**ASSIGNMENT:** Copy the data exactly, keeping every line intact.

Data entries
· · ·

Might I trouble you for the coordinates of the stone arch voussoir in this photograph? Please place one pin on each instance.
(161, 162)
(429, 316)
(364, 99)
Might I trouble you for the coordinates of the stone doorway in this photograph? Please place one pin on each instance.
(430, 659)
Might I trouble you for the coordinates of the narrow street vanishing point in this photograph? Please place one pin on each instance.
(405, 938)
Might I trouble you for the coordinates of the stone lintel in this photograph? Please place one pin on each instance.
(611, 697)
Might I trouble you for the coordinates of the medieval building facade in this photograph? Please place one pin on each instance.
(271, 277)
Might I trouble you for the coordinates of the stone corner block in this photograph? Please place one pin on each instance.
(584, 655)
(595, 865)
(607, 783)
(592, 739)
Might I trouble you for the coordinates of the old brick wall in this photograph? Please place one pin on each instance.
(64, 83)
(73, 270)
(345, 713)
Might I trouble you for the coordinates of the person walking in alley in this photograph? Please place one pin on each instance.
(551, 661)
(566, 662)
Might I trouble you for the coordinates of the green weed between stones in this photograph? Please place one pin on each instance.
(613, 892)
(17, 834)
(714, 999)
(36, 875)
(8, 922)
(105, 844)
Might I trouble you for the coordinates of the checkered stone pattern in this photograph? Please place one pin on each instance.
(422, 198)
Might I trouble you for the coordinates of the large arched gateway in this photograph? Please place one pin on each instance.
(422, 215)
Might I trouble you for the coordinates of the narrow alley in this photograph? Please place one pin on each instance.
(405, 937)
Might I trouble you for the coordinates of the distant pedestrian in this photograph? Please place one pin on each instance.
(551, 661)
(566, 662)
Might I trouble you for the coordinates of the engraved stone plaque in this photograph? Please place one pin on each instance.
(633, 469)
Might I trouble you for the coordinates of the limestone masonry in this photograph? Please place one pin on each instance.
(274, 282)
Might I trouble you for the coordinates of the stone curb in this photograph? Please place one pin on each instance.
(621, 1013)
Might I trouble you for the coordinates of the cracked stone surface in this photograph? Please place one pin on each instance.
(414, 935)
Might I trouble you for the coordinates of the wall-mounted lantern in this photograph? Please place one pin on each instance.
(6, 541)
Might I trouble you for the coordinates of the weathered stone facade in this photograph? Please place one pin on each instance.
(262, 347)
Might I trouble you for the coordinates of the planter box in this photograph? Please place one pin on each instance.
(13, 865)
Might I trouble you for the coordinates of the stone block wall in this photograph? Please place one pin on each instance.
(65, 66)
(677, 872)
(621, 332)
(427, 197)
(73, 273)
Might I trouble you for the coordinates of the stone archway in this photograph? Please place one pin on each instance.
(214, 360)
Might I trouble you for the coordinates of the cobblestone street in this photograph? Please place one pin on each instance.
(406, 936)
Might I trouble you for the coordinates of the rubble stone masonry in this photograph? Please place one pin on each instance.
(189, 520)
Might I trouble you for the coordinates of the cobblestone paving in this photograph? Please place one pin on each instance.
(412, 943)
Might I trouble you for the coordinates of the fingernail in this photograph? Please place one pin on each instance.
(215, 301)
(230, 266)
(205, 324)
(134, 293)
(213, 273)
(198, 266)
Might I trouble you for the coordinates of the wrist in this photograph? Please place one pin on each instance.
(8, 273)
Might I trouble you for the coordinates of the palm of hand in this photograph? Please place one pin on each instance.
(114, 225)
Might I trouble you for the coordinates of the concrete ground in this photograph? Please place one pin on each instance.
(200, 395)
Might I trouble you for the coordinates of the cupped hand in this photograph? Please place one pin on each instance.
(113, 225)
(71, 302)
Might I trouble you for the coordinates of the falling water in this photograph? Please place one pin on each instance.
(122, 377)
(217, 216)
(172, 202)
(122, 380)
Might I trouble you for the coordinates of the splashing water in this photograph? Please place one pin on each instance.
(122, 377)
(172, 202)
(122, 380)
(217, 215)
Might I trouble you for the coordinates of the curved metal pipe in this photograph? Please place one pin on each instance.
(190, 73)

· · ·

**RESPONSE AREA:**
Might I trouble you for the coordinates of the stone arch voussoir in this photograph? Please place one pin on each instance.
(161, 162)
(429, 316)
(364, 99)
Might I trouble you for the coordinates of the stone doorway in this photograph? Please place one pin on each instance.
(430, 659)
Might I trouble you for the coordinates of the narrow street vanishing point in this photograph? Please place one pin on each instance.
(405, 938)
Might I trouble you for the coordinates of the stone lintel in this photograph? Please place one pin on each instance.
(611, 697)
Might I trouble you for the coordinates of the medieval building facade in this photograph? Please place one pin on each instance.
(271, 277)
Might I trouble you for the coordinates of the stone corner block in this photograph? Please place one pin on each instance.
(584, 655)
(595, 865)
(607, 783)
(592, 739)
Might I trouble you for the coordinates of the old brick wall in this photograph? Please place one pin on each instance.
(64, 83)
(73, 270)
(345, 713)
Might I trouble you for the coordinates of the person walking in alley in this photograph? Please place one pin on each instance.
(551, 661)
(566, 662)
Might I trouble you for the coordinates of the green weed between stones in this photograph? Please place one pin on each instance.
(613, 892)
(17, 834)
(714, 999)
(36, 875)
(8, 922)
(105, 844)
Might I trouble you for the coordinates of the checkered stone pattern in this photograph? Please place one pin on each instance.
(422, 198)
Might I trouble you for the coordinates of the large arched gateway in this photograph? Please place one pin on each instance.
(422, 215)
Might I trouble you for the coordinates of the narrow alley in this photograph? Please place one pin on each instance.
(405, 937)
Might I trouble you for the coordinates of the distant pedestrian in this photograph? Please place one pin on each instance.
(551, 661)
(566, 662)
Might I trouble you for the coordinates of the engraved stone plaque in this photograph? Please place one pin on each instance.
(633, 469)
Might I trouble you for the coordinates of the limestone masonry in this photograph? Please place one pin on each instance.
(274, 282)
Might I trouble you for the coordinates of the stone curb in this photograph? Please place one pin on each instance.
(621, 1013)
Might I trouble you for the coordinates of the cracked stone surface in this photograph? Please place one pin on each instance.
(414, 935)
Might I trouble you for the coordinates of the wall-mounted lantern in this photograph? Please place one pin on each instance.
(6, 541)
Might I trouble you for the coordinates of the weathered stone facade in this photograph? Please place one pin on each instance.
(262, 347)
Might I trouble you for the coordinates of the planter box in this photograph? Please place one pin on each instance.
(13, 865)
Might I trouble you for the coordinates of the stone block wall in this photograph? Please place one pin on each instance.
(65, 66)
(677, 872)
(621, 332)
(427, 197)
(73, 273)
Might I trouble you for the coordinates of the stone archway in this photograph? Please place one pin on each instance.
(214, 360)
Might I trouble you for the coordinates of the cobblestone street in this photograph? Please place one pin on each instance.
(406, 936)
Might I trouble you for the coordinates of the rubble stone masonry in this photograph? Please place one pin on each instance.
(189, 520)
Might I trouble you for the coordinates of the cobblestone paving in this photograph? Please place one pin on each instance.
(412, 943)
Might I trouble you for the coordinates of the fingernail in this photograph? Please place one pin on each instance.
(215, 301)
(230, 266)
(205, 324)
(134, 293)
(213, 273)
(198, 266)
Might I trouble you for the coordinates of the wrist in this photograph? Please place one pin on each instance.
(8, 273)
Might I trouble you for the coordinates of the palm of hand in this photograph? Please place one pin on each instance.
(114, 225)
Might I trouble you for the coordinates of the concrete ground in this photograph? Please place one pin on each instance.
(200, 395)
Might I trouble you for the coordinates of the cupped hand in this photograph? Please place one pin on each instance.
(113, 225)
(71, 302)
Might I trouble you for the coordinates of the falling water in this photograph? Please place one pin on each instance.
(122, 377)
(217, 216)
(172, 202)
(122, 380)
Might I trouble you for the coordinates of the splashing water in this photograph? Please place one pin on each instance.
(122, 377)
(172, 202)
(122, 380)
(217, 215)
Might I trouble you for the coordinates of the curved metal pipe in this photograph? Please place one pin on each instance.
(190, 73)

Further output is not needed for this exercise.